EXERCISE OBJECTIVE -> If a line in the following entries contains the string "below", it counts toward the total; report only that total.

GIVEN DATA ->

====================

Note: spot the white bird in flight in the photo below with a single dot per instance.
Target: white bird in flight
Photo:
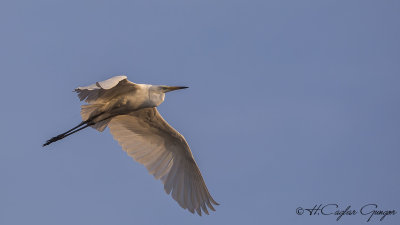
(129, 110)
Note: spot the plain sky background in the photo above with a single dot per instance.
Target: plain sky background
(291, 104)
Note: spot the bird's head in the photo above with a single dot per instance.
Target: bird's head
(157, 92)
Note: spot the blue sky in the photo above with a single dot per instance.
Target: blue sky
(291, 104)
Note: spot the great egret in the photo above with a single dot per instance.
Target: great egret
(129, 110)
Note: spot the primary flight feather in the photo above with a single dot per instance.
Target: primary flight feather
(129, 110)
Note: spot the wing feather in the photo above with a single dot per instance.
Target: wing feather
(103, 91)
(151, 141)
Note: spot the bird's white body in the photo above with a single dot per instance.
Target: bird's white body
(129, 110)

====================

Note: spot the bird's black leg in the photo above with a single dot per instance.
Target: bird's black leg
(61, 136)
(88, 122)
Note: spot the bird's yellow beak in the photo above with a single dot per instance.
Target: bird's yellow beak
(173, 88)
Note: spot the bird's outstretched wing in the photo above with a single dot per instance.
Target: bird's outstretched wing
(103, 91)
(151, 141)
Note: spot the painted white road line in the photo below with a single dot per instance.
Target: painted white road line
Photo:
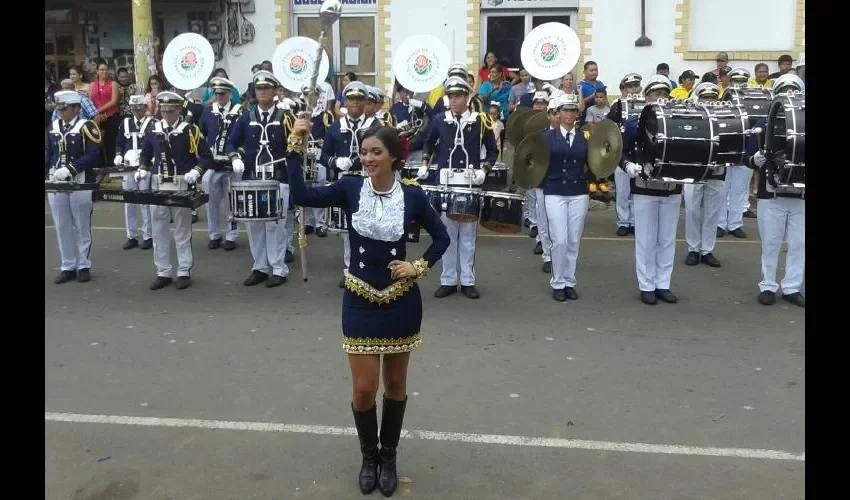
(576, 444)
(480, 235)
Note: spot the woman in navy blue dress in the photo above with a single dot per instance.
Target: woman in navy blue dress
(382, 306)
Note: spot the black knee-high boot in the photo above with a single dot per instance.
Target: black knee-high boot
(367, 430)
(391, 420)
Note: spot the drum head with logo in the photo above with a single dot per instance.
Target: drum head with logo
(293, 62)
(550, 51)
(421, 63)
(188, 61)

====================

WORKED SOLUTION -> 2